___ Estratto del documento

E tu, naturalmente, lettore chitarrista che ti nutri di tutto quello che riguarda la tecnica, le tablature, la liuteria e tutto quanto, mettiti comodo. Il libro di cui si parla ti riguarda da vicino.

Quello che rende interessante per tutti l’esistenza di questo libro è che Maurizio Angeletti è un chitarrista che si può definire storico, avendo egli inciso nel 1980 quello che è con buona certezza il primo album italiano di chitarra acustica (portava il suo nome, uscì per Young Records e conteneva sia brani tradizionali che originali scritti da lui). Era un brillante seguace di John Fahey e di quello stile di chitarra che si chiamava “american primitive guitar”, nato sulla tecnica del fingerpicking e sulle forme del country blues, ma senza il cantato, come per costruire una sorta di tradizione di chitarra classica americana del XX secolo.

Maurizio Angeletti nel 1979 con la Martin 00028, foto di Elena Rota (si ringrazia l’autrice).

Gli anni a cavallo del 1980 a Milano erano un momento di grande creatività, in città nasceva un sacco di musica interessante e nei locali si suonava tanta chitarra. Angeletti a Milano era arrivato dopo aver appreso qualche blues da Deborah Kooperman a Bologna. Di quel breve ma eccitante momento fu uno dei musicisti di riferimento, dopo gli esordi nelle prime formazioni di Fabio Treves.
Nel 1982 pubblicò American Guitar, un libro che per chi era interessato alle cose che succedevano nella musica acustica (erano gli anni dei Michael Hedges e degli Alex De Grassi) è un testo fondamentale (ho avuto l’immenso piacere di condividere un po’ di tempo e di lavoro con Maurizio, qualche anno fa, nella cura di una nuova edizione digitale di quel libro).

______

# [Consegna 1]
Rispondi alle domande seguenti sull'estratto dedicato a Maurizio Angeletti.
(a) In che anno Angeletti incise il suo primo album e per quale etichetta uscì?
(b) Da chi aveva appreso qualche blues prima di arrivare a Milano, e in quale città?
(c) Quale libro pubblicò nel 1982?
# [Consegna 2]
Indica quante righe delle voci contengono la stringa "sign". Scrivi soltanto il numero.

___ Materiale

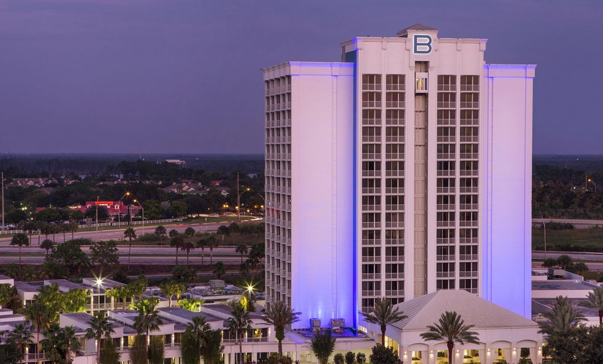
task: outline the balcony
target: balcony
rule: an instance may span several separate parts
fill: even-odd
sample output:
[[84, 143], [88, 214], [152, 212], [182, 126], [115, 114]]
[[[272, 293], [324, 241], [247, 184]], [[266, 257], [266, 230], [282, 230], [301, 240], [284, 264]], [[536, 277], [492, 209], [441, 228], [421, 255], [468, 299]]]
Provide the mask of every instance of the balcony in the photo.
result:
[[363, 187], [362, 193], [364, 194], [381, 193], [380, 187]]
[[402, 272], [399, 273], [385, 273], [385, 279], [404, 279], [404, 273]]
[[403, 289], [385, 290], [385, 296], [387, 297], [391, 297], [392, 296], [403, 296], [403, 295], [404, 295], [404, 290]]
[[477, 254], [459, 254], [458, 256], [458, 260], [462, 261], [467, 260], [477, 260], [478, 255]]
[[404, 153], [385, 153], [386, 159], [403, 159]]
[[478, 203], [461, 203], [458, 206], [461, 210], [476, 210], [478, 205]]

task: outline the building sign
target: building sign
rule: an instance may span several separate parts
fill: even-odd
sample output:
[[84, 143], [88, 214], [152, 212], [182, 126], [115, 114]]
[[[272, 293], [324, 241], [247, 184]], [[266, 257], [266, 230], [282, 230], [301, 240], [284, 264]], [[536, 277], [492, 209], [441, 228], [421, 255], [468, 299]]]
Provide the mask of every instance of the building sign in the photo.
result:
[[412, 36], [412, 53], [429, 54], [431, 53], [431, 36], [414, 34]]

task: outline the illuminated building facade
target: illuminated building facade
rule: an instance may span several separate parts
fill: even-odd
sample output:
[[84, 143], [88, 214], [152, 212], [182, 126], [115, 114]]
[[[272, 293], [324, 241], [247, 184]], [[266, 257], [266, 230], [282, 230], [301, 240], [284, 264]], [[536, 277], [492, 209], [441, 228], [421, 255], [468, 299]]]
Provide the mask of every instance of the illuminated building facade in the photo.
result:
[[529, 317], [535, 66], [438, 33], [264, 70], [269, 304], [324, 325], [463, 289]]

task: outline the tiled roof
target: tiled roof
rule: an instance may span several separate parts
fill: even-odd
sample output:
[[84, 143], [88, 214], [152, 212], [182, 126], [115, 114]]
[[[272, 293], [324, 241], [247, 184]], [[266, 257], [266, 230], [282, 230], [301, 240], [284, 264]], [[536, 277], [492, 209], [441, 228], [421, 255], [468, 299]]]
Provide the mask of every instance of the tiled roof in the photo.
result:
[[408, 317], [393, 326], [425, 330], [446, 311], [456, 311], [476, 328], [535, 327], [536, 322], [463, 290], [437, 291], [396, 305]]

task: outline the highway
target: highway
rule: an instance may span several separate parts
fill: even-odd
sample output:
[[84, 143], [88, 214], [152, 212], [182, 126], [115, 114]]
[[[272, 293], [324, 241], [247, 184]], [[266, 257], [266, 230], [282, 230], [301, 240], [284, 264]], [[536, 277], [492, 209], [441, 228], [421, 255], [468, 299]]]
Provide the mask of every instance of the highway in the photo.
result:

______

# [Risposta corretta 1]
(a) Nel 1980, per Young Records.
(b) Da Deborah Kooperman, a Bologna.
(c) American Guitar.

# [Risposta corretta 2]
3